[Start of Data to process]
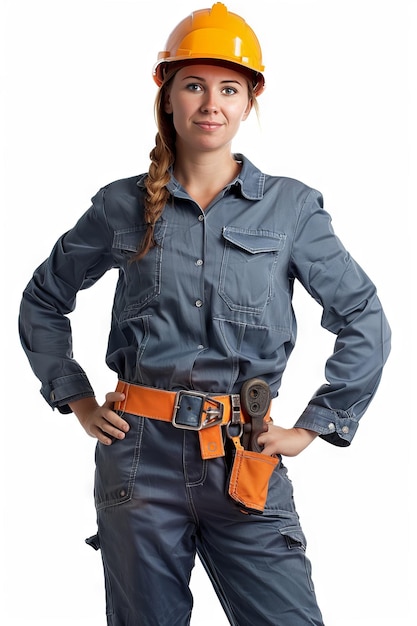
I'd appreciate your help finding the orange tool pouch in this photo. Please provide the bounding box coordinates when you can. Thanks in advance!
[228,437,279,514]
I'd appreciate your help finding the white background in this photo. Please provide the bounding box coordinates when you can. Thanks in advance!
[0,0,417,626]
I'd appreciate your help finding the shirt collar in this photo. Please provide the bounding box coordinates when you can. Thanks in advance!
[137,154,265,200]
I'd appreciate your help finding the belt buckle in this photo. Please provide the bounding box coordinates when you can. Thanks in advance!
[172,390,223,430]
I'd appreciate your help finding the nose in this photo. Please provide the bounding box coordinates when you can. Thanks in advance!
[200,90,219,113]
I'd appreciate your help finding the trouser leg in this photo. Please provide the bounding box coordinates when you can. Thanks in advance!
[95,415,195,626]
[191,436,323,626]
[92,416,323,626]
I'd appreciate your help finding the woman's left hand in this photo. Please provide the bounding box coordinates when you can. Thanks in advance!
[258,423,318,456]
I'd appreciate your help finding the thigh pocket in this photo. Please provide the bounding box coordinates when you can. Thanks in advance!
[94,414,144,511]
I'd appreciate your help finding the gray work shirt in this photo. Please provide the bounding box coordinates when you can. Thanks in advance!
[20,155,390,446]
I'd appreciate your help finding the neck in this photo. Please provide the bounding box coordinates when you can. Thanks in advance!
[174,151,240,192]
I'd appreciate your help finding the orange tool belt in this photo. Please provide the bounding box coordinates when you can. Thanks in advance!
[114,380,250,459]
[114,381,278,513]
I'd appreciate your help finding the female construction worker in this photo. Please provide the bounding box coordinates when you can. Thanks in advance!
[20,3,390,626]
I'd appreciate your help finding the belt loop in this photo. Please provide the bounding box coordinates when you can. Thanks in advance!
[113,380,130,414]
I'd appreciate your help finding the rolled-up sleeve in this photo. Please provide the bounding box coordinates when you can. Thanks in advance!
[19,188,113,413]
[291,191,391,446]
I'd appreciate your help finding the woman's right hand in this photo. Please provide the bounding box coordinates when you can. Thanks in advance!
[69,391,129,446]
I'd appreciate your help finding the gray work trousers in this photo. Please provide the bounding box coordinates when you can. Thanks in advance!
[95,413,323,626]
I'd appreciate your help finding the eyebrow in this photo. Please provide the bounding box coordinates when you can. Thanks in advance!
[182,75,242,85]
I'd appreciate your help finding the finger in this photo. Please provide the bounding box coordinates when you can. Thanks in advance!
[102,408,130,439]
[105,391,125,408]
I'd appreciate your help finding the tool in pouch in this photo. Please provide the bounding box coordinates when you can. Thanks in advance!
[227,378,279,514]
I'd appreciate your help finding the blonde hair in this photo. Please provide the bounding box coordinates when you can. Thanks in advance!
[132,64,258,261]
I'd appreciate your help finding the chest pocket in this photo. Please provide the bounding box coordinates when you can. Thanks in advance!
[219,226,286,315]
[113,220,167,320]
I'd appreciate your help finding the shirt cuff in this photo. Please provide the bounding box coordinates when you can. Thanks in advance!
[41,374,95,413]
[294,404,359,447]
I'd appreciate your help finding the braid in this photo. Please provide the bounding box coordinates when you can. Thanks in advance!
[132,71,175,261]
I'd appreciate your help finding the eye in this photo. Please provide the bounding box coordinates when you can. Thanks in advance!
[186,83,203,92]
[222,87,237,96]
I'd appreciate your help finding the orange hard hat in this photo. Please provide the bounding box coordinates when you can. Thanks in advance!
[153,2,265,95]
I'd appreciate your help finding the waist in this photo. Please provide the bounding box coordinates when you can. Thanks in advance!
[114,380,245,430]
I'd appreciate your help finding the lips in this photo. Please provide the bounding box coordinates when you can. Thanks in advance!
[195,120,222,131]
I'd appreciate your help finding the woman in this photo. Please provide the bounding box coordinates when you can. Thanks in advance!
[20,3,390,626]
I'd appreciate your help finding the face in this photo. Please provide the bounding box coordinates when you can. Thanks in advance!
[164,64,252,152]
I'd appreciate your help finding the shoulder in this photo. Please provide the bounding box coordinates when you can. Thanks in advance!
[237,155,321,205]
[92,174,146,228]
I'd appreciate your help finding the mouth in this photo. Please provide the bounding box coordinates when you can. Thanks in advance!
[195,121,222,132]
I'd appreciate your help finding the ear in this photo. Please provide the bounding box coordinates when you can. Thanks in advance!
[242,98,253,122]
[164,91,172,113]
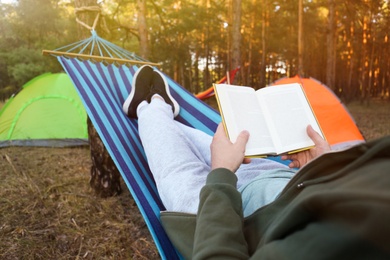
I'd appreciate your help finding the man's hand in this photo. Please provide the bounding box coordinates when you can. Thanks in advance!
[282,125,331,168]
[210,124,250,172]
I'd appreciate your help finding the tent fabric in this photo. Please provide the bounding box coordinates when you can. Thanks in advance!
[272,75,364,148]
[0,73,88,147]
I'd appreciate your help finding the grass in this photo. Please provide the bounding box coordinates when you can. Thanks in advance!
[0,98,390,259]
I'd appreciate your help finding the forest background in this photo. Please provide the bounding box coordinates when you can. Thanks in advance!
[0,0,390,102]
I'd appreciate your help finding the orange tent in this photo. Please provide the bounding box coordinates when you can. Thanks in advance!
[272,76,364,145]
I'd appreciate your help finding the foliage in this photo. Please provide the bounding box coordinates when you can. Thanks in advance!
[0,0,390,100]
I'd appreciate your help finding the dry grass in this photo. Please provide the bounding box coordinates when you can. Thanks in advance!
[0,147,159,259]
[0,98,390,259]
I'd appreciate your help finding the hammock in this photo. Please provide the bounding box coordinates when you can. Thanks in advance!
[43,31,286,259]
[43,31,221,259]
[195,67,240,100]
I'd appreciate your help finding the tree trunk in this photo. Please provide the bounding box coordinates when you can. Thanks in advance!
[260,0,268,88]
[298,0,304,76]
[231,0,241,84]
[326,0,335,89]
[75,0,122,197]
[137,0,150,59]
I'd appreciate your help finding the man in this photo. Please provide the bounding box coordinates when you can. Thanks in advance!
[123,66,390,259]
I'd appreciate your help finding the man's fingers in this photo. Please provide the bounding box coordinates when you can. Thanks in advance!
[306,125,324,144]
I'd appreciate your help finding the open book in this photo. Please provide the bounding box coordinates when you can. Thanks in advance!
[214,83,323,157]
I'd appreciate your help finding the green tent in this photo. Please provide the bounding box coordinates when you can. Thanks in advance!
[0,73,88,147]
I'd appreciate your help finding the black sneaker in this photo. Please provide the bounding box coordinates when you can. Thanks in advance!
[122,65,154,118]
[150,70,180,117]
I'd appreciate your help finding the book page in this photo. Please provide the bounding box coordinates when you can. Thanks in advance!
[215,84,274,156]
[257,84,322,154]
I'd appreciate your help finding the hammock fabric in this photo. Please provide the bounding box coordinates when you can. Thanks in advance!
[195,67,240,100]
[57,56,221,259]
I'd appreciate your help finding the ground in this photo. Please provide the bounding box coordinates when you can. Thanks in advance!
[0,98,390,259]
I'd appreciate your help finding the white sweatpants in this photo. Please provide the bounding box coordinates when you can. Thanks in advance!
[138,99,294,215]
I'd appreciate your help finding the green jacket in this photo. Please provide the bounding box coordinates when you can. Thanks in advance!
[161,137,390,260]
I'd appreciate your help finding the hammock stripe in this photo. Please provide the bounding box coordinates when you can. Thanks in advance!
[57,56,221,259]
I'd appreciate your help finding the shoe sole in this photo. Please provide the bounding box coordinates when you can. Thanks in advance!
[122,65,153,115]
[154,70,180,117]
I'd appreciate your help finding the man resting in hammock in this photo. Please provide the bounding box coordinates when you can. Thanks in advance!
[123,66,390,259]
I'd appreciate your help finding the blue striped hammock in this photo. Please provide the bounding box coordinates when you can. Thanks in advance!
[57,56,221,259]
[43,32,284,259]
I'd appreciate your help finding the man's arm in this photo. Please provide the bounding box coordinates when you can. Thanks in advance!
[192,125,249,259]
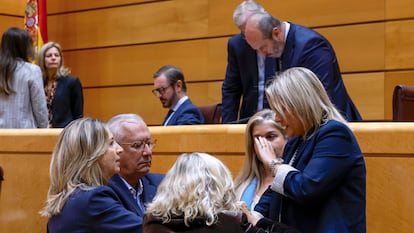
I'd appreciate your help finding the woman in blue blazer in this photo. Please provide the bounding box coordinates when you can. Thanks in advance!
[41,118,142,233]
[255,67,366,233]
[38,41,83,128]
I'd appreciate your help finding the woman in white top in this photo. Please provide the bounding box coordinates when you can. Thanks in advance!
[234,109,287,210]
[0,28,48,128]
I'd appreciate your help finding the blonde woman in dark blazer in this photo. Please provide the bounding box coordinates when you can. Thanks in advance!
[0,28,48,128]
[38,41,83,128]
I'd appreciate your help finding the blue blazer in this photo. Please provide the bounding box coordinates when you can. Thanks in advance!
[221,33,259,123]
[47,186,142,233]
[281,23,362,121]
[52,76,83,128]
[163,99,204,125]
[108,173,165,217]
[255,121,366,233]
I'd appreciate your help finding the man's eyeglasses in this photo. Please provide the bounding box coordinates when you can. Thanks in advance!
[152,85,171,96]
[118,139,157,151]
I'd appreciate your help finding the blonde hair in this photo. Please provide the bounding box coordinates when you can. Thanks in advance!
[37,41,70,84]
[234,109,287,200]
[40,118,109,217]
[147,152,238,226]
[266,67,347,137]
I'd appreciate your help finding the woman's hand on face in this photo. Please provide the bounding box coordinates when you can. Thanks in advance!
[254,137,276,164]
[237,201,259,226]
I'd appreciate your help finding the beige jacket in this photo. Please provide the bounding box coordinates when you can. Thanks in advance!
[0,61,48,128]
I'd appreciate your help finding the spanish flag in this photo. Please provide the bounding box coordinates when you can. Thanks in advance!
[24,0,47,60]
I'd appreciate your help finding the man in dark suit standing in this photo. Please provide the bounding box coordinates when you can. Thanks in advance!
[108,114,164,231]
[245,13,362,121]
[221,0,273,123]
[152,65,204,126]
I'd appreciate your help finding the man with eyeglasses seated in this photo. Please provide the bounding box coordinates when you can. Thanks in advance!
[152,65,204,126]
[107,113,164,232]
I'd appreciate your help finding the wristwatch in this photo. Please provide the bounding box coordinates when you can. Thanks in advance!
[269,158,283,176]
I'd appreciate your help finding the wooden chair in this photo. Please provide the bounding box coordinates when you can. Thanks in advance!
[198,103,221,124]
[392,85,414,121]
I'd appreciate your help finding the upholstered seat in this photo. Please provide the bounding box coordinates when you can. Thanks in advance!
[392,85,414,121]
[198,103,221,124]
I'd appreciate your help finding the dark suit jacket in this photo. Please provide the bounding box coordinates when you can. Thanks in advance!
[281,23,362,121]
[221,33,259,123]
[47,186,142,233]
[52,76,83,128]
[255,121,366,233]
[108,173,164,217]
[163,99,204,125]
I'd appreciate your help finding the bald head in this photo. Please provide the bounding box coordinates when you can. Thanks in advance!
[233,0,266,32]
[244,13,285,57]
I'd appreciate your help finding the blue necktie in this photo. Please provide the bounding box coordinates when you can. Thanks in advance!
[263,57,276,108]
[162,109,174,125]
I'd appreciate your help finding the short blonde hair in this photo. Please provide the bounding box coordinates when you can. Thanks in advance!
[266,67,347,136]
[37,41,70,83]
[40,118,109,217]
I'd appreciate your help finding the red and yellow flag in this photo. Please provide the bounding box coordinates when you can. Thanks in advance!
[24,0,47,59]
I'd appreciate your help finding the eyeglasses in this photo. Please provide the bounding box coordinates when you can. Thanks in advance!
[152,85,171,96]
[118,139,157,151]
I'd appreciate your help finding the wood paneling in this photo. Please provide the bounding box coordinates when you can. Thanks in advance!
[317,23,385,72]
[385,0,414,19]
[384,70,414,120]
[343,72,384,121]
[48,0,208,49]
[385,20,414,70]
[47,0,157,14]
[84,82,221,125]
[0,15,24,34]
[0,0,26,15]
[258,0,385,27]
[48,0,414,124]
[65,38,227,87]
[0,123,414,233]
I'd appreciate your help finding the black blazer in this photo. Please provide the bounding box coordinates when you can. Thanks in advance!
[52,76,83,128]
[221,33,259,123]
[108,173,164,218]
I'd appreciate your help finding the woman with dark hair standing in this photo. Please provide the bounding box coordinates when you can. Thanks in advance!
[0,28,48,128]
[38,41,83,128]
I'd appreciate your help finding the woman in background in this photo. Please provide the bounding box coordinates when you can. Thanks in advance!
[41,118,142,233]
[0,28,48,128]
[234,109,287,210]
[38,41,83,128]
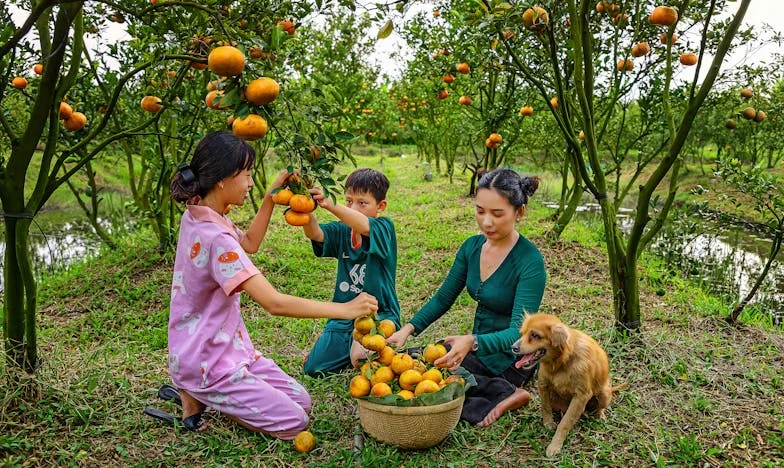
[End of Data to process]
### Written problem
Reproduce verbatim the records beginning with the line that contains "I'd appreciate your help finding the blue necktie" and continuing through the line that contains "[0,123,414,233]", including both of those lines.

### Output of the task
I'd appreciate your help finding the blue necktie in this photo. Please provide the bounding box coordinates when you can. Thanks in advance!
[263,57,276,108]
[162,109,174,125]
I'd appreciate your help finding the short blonde hair in this photo. Please provide the bounding box coordinates when you can. Thanks in advance!
[266,67,347,136]
[37,41,70,83]
[40,118,109,217]
I'd appreciate your help finding the red and yellow flag in this photo. Please provide the bounding box coordinates when you can. Thanks in advance!
[24,0,47,59]
I'd appreciate your help finding the eyeglasses in this photo. Please provide the bounding box coordinates when you can. Thanks in advance!
[152,85,171,96]
[118,139,157,151]
I'd appreciate your help finding the wood paneling in this photo. Please provide the bounding box coordinates when you can. Thanks in advance!
[317,23,385,72]
[385,0,414,19]
[384,70,414,120]
[343,72,384,121]
[48,0,208,49]
[385,20,414,70]
[47,0,157,14]
[84,82,221,125]
[0,15,24,34]
[0,0,26,15]
[258,0,385,27]
[48,0,414,124]
[65,38,227,87]
[0,123,414,233]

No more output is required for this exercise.